Auszug:

Bis in die exilische Zeit hinein gab es folglich wenig Zweifel daran, dass Gott gerecht handeln würde. Wenn es auch in Israel wie in anderen Kulturen (Zweistromland: Sumerischer Hiob, babylonische Theodizee; Ägypten: Mahnworte des Ipuwer, Harfnerlieder) das Thema des leidenden Gerechten gab, so konnte man das Problem doch anfänglich damit lösen, dass man generationenübergreifend dachte: Das dem Gerechten fehlende Wohlergehen werde seinen Nachkommen eignen (vgl. Dtn 5,9f.: Gott sucht Schuld bis in das dritte und vierte Geschlecht heim, übt aber Gnade bis in das 1000. Geschlecht).

Ungerechtes Leiden

Doch immer mehr brach sich die Erkenntnis Bahn, dass einerseits sich Tun und Ergehen nicht immer wirklich entsprechen und andererseits das Verschieben auf spätere Generationen keine Lösung sein konnte. Texte wie Jer 12,1–6 (in der ersten Konfession), Ps 49 und 73 formulieren, dass es dem Sünder gut, dem Gerechten aber dagegen schlecht geht, und begehren gegen Gott auf. Ezechiel versucht gegen solche Kritik einen individuellen Tun-Ergehen-Zusammenhang plausibel zu machen, vgl. Ez 18. Spätere Propheten erwarten die Aufrichtung des Tun-Ergehen-Zusammenhangs für den Tag JHWHs, so Mal 3,18: „Dann werdet ihr wieder den Unterschied zwischen dem Gerechten und dem Gottlosen sehen, zwischen dem, der ihm dient und dem, der ihm nicht dient.“

Hiob

Der wichtigste Versuch zur Bewältigung dieser Problematik findet sich in den Dichtungen des Hiobbuches, in denen die Anklagen gegen Gott in bis dahin nicht gehörter Schärfe formuliert werden. Doch zu einer Lösung kommt es auch hier nicht. Gott redet zweimal mit Hiob (Kap. 38f.; 40f.), er verweist auf seine Majestät und die Schönheit der Schöpfung; er, Gott, dämmt allein das Chaos ein. Doch auf Hiobs Anklagen und die Herausforderungen geht er nicht ein. Dennoch unterwirft Hiob sich Gott und bekennt, ohnmächtig und unwissend zu sein. Die Lösung des Hiobbuches wird man so verstehen müssen, dass Gott dem Bösen einen Raum in der Schöpfung zugestanden hat, auch wenn er letztlich der allen Überlegene ist. Warum das so ist, weshalb Gott das Leiden der Menschen in Kauf nimmt, darauf wird offenbar keine Antwort gegeben oder es liegt außerhalb des Horizontes der Dichtung.

Aufgaben:
1 - Drucken Sie aus dem Auszug den Abschnitt wortgetreu ab, der mit „Der wichtigste Versuch“ beginnt und mit „Horizontes der Dichtung.“ endet.
2 - Übertragen Sie diesen Satz aus dem Auszug ins Englische: „Dennoch unterwirft Hiob sich Gott und bekennt, ohnmächtig und unwissend zu sein.“
Die Einträge haben inhaltlich nichts mit dem Auszug zu tun.

Angezeigte Einträge:
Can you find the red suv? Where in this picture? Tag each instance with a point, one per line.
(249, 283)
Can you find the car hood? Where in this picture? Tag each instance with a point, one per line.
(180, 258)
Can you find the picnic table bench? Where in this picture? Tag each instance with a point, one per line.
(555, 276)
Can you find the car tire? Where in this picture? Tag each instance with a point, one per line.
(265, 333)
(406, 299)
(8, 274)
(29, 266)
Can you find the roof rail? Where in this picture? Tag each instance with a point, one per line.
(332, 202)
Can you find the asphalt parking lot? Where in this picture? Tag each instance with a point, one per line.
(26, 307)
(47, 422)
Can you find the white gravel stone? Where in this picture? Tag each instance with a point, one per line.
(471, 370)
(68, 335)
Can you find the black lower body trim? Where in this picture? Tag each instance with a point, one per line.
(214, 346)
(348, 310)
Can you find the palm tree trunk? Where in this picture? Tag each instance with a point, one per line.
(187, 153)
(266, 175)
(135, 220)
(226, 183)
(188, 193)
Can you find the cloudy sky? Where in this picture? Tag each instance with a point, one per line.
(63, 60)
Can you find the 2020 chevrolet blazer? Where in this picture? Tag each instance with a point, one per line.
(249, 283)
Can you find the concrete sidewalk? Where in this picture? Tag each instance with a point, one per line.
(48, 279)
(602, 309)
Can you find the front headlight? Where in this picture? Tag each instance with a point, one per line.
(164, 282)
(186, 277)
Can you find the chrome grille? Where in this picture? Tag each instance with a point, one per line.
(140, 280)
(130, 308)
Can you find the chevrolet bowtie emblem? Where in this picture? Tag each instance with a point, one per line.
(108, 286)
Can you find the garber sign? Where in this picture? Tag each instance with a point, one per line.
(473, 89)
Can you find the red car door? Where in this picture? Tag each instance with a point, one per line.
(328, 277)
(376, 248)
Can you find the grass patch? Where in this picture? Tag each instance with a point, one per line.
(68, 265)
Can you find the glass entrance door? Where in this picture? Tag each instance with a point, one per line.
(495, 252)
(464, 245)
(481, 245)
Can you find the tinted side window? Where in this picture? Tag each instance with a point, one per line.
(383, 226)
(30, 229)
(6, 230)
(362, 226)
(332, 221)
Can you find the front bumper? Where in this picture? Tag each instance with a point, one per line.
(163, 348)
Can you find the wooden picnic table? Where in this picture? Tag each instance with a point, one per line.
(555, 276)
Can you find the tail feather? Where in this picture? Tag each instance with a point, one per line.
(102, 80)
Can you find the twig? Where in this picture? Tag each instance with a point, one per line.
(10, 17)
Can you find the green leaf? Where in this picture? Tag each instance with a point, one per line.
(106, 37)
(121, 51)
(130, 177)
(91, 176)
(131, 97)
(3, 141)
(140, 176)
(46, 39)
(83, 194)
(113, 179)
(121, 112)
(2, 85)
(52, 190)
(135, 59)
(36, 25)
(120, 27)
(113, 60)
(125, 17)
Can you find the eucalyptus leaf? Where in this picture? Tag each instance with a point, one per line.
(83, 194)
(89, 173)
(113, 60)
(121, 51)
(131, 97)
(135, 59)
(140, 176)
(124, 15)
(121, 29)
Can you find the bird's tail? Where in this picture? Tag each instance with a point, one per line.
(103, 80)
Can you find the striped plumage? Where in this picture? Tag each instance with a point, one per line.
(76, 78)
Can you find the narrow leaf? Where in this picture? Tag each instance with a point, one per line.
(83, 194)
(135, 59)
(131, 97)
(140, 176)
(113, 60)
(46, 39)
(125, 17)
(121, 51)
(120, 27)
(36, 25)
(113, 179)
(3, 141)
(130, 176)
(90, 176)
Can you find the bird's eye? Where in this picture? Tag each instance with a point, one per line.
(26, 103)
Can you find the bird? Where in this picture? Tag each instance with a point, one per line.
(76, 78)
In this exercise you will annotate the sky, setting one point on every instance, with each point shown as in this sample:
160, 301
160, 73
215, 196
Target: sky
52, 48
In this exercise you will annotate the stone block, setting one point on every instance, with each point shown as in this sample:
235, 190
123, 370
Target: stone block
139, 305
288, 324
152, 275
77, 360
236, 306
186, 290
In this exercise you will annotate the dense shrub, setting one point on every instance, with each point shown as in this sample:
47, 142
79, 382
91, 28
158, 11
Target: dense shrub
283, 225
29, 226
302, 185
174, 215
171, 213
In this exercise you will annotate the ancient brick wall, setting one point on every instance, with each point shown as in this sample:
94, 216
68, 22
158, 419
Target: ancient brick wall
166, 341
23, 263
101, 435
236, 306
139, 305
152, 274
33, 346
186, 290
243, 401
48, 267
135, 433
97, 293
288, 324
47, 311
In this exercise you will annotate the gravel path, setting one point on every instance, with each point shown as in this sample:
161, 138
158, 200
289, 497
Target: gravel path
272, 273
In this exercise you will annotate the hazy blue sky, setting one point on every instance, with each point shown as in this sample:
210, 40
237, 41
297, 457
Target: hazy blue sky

Lösungen:
1 -
Der wichtigste Versuch zur Bewältigung dieser Problematik findet sich in den Dichtungen des Hiobbuches, in denen die Anklagen gegen Gott in bis dahin nicht gehörter Schärfe formuliert werden. Doch zu einer Lösung kommt es auch hier nicht. Gott redet zweimal mit Hiob (Kap. 38f.; 40f.), er verweist auf seine Majestät und die Schönheit der Schöpfung; er, Gott, dämmt allein das Chaos ein. Doch auf Hiobs Anklagen und die Herausforderungen geht er nicht ein. Dennoch unterwirft Hiob sich Gott und bekennt, ohnmächtig und unwissend zu sein. Die Lösung des Hiobbuches wird man so verstehen müssen, dass Gott dem Bösen einen Raum in der Schöpfung zugestanden hat, auch wenn er letztlich der allen Überlegene ist. Warum das so ist, weshalb Gott das Leiden der Menschen in Kauf nimmt, darauf wird offenbar keine Antwort gegeben oder es liegt außerhalb des Horizontes der Dichtung.

2 - Nevertheless, Job submits to God and confesses that he is powerless and ignorant.